__Task instructions__: Convert the data, from its first line through the line containing "0;324;273;450", inclusive, into a JSON list of strings with one string per line, omitting blank lines.

__Items__:
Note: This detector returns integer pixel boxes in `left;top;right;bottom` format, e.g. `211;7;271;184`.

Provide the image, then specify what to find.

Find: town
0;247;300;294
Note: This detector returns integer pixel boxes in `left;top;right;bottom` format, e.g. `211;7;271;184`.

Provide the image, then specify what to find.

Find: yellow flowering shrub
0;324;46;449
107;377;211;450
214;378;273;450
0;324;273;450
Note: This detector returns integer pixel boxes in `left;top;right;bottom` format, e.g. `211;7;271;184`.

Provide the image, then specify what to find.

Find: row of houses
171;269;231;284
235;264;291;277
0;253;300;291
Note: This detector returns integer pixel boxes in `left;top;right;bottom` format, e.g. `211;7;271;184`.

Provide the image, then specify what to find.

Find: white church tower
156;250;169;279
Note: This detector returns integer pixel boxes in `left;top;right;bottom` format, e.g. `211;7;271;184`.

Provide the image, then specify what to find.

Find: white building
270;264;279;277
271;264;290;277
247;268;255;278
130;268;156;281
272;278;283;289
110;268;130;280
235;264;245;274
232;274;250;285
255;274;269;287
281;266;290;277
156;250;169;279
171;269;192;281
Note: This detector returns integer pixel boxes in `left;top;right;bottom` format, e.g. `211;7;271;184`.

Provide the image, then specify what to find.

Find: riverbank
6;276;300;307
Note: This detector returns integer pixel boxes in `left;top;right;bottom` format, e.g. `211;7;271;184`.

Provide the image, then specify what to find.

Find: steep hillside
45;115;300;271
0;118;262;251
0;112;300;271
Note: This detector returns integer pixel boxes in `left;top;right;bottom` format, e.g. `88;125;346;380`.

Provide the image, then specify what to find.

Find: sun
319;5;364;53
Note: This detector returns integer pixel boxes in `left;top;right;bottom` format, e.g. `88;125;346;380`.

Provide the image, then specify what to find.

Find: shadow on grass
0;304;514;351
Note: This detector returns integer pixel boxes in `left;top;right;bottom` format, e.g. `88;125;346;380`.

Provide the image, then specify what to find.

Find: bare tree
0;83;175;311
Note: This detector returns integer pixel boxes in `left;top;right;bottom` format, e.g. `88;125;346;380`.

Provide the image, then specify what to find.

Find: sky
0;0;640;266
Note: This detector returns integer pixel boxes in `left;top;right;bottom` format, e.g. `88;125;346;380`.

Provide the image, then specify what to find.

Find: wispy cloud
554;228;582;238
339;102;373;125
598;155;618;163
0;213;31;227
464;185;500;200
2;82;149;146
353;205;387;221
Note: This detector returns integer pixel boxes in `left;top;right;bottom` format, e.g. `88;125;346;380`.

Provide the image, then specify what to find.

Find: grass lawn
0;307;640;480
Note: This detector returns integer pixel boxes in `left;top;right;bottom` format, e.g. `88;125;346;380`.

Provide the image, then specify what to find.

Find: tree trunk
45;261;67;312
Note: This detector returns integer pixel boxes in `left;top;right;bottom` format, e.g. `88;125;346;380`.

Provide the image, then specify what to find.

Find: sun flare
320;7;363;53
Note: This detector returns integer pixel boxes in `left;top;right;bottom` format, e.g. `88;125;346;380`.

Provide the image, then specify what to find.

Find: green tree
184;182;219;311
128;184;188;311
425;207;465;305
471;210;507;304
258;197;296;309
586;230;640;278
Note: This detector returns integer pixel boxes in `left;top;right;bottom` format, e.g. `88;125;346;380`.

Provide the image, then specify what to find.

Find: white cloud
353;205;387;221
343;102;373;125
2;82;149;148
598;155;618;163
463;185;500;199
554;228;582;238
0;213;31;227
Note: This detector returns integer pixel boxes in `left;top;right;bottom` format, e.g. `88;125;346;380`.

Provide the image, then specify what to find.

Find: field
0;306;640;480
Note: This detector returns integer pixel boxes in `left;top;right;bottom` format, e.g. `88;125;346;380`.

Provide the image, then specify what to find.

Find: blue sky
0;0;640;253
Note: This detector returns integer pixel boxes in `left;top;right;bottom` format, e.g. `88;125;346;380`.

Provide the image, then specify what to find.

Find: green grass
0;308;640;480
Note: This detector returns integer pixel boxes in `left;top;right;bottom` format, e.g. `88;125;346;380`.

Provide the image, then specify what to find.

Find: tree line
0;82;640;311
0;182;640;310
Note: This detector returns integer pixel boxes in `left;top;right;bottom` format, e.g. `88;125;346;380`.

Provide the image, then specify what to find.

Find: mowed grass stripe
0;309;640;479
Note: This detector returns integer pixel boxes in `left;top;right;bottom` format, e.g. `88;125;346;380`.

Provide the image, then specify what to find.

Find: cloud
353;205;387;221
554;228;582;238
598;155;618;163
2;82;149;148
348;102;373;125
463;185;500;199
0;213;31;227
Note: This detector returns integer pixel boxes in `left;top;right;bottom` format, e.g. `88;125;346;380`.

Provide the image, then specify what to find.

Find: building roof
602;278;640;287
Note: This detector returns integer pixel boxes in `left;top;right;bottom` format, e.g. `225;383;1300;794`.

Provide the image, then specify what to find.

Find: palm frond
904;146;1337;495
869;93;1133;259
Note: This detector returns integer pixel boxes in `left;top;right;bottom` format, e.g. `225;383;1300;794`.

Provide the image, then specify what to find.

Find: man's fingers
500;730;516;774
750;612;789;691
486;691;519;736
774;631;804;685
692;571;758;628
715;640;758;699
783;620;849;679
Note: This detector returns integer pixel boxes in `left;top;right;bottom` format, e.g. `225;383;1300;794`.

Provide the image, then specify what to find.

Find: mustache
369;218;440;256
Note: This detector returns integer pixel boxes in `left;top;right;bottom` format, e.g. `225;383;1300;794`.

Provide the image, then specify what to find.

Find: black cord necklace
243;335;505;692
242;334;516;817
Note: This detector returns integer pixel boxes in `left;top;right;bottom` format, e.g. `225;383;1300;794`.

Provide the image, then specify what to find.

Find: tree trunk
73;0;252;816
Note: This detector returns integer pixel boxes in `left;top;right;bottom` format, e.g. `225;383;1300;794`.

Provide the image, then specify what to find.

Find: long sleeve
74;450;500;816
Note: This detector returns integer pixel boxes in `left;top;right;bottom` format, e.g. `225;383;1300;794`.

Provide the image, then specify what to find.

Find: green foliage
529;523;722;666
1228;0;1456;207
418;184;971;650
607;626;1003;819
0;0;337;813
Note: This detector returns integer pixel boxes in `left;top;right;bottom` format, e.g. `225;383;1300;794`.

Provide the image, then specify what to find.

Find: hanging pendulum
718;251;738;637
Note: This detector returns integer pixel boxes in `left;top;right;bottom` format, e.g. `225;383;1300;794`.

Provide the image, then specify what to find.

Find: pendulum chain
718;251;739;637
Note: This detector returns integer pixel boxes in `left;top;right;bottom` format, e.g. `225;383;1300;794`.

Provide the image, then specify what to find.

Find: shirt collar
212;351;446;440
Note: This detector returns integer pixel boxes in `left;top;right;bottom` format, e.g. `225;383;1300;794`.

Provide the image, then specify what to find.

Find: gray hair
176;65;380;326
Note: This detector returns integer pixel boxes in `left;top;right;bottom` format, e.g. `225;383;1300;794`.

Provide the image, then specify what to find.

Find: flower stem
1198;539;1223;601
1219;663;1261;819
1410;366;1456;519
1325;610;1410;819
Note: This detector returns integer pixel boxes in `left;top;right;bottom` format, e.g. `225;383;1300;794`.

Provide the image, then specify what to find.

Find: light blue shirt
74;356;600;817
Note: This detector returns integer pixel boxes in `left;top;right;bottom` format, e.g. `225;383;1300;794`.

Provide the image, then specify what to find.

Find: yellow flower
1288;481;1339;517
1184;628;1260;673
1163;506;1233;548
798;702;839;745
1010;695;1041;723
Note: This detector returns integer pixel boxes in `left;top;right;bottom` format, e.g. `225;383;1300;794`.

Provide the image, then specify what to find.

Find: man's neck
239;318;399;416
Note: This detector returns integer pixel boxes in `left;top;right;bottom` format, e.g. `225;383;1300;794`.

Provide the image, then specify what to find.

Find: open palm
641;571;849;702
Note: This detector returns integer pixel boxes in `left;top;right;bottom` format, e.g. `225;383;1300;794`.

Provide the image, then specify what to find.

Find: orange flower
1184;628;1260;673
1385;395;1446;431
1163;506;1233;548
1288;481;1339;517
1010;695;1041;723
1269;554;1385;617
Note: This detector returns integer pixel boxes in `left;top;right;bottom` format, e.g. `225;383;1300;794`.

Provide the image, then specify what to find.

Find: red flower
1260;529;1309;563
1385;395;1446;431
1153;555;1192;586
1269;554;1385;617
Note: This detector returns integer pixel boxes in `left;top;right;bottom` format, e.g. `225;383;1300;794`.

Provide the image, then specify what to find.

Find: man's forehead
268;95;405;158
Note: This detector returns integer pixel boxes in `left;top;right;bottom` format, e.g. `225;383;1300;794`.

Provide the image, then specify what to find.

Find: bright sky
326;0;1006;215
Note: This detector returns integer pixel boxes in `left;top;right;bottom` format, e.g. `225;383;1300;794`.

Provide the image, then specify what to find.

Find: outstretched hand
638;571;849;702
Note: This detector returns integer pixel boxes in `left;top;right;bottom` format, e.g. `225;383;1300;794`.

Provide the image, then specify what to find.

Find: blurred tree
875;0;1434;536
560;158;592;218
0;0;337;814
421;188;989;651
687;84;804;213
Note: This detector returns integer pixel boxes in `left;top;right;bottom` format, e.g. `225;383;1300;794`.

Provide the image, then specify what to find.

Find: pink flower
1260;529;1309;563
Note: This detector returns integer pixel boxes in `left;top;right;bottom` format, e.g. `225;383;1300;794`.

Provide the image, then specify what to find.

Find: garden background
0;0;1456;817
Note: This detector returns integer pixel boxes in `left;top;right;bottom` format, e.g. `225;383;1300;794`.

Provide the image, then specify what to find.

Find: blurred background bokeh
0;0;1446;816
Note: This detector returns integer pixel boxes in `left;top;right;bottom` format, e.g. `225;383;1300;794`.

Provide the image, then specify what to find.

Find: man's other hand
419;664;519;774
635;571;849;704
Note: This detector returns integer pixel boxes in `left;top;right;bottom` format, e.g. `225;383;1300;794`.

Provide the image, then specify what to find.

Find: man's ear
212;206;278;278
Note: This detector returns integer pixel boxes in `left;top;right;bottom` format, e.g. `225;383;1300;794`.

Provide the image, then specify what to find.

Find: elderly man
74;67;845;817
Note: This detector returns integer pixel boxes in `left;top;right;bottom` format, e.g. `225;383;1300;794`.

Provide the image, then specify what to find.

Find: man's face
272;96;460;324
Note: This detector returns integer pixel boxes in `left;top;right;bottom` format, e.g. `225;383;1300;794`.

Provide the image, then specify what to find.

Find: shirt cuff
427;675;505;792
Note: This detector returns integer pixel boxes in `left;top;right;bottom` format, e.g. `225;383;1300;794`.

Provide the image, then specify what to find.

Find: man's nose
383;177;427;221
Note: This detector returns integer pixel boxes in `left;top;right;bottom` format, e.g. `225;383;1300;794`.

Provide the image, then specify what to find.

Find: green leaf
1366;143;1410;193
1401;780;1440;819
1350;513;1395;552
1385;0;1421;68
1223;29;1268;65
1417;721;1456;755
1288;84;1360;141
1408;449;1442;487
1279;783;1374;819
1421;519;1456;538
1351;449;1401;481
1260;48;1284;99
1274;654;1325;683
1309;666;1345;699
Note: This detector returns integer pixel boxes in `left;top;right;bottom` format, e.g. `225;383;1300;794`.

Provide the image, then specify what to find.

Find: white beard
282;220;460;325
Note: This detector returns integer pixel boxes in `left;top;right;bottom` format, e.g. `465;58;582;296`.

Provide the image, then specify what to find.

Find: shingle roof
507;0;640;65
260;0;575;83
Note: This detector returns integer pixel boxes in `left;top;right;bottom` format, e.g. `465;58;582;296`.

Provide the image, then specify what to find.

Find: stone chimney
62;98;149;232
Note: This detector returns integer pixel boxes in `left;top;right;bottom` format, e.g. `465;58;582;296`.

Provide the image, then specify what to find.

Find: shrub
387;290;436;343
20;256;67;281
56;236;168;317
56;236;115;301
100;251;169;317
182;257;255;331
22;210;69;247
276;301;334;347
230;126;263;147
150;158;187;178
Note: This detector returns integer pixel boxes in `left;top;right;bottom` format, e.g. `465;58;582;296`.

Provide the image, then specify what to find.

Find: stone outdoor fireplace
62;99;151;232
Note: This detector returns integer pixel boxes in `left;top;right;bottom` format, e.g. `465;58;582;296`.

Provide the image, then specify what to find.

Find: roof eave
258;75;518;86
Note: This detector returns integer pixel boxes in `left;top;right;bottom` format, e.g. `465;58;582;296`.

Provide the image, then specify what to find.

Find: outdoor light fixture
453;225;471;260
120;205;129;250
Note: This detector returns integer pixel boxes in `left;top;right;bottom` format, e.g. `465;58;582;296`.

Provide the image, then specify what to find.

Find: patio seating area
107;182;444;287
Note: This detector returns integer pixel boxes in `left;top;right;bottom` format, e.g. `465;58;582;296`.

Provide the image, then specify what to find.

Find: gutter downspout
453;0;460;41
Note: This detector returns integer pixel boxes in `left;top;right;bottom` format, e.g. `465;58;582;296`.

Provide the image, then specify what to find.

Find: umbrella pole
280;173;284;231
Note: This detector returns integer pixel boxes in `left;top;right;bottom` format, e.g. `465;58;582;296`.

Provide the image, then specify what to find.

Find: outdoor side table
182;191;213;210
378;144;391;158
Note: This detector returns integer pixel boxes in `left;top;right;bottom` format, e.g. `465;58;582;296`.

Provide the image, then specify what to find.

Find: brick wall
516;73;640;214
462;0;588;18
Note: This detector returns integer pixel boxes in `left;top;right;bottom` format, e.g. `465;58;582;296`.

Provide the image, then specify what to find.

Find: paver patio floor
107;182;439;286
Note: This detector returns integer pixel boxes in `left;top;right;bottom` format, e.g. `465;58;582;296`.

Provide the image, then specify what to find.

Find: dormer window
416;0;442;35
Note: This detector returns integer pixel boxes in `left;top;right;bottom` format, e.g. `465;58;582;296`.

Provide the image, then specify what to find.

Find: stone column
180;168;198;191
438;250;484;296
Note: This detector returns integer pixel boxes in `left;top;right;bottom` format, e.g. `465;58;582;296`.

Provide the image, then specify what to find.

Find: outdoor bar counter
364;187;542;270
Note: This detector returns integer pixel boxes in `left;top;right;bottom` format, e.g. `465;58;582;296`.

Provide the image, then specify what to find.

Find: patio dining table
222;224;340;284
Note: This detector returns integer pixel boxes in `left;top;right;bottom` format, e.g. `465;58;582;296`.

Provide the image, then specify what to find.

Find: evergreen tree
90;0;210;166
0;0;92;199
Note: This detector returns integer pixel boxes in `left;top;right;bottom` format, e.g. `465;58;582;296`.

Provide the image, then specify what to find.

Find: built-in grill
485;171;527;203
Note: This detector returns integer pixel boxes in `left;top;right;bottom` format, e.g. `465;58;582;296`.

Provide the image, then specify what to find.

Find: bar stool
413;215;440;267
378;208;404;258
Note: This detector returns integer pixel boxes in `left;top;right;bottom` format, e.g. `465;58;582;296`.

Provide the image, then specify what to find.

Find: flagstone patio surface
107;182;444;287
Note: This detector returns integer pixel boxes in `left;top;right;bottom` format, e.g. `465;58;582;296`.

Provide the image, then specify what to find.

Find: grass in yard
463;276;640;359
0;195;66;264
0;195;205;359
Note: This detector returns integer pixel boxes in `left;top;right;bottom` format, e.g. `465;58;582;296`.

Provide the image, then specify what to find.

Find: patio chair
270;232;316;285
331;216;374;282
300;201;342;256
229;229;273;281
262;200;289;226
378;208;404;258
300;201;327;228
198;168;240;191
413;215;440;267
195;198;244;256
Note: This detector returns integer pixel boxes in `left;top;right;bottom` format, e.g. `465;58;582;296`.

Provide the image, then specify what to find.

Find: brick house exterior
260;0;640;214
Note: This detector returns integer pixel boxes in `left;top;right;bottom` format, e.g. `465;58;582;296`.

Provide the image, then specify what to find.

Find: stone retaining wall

__Exercise output__:
[
  "Note: This detector returns integer pixel boxes in `left;top;right;bottom` format, e.g. `211;7;271;184`.",
  "Provide the image, then specify what to find.",
  "Find: town",
  "0;247;300;294",
  "Note: This detector returns integer pixel boxes in `left;top;right;bottom` format, e.g. `211;7;271;184`.",
  "Provide the image, then specify what to find.",
  "Find: yellow flowering shrub",
  "0;324;46;449",
  "107;377;211;450",
  "214;378;273;450",
  "0;324;273;450"
]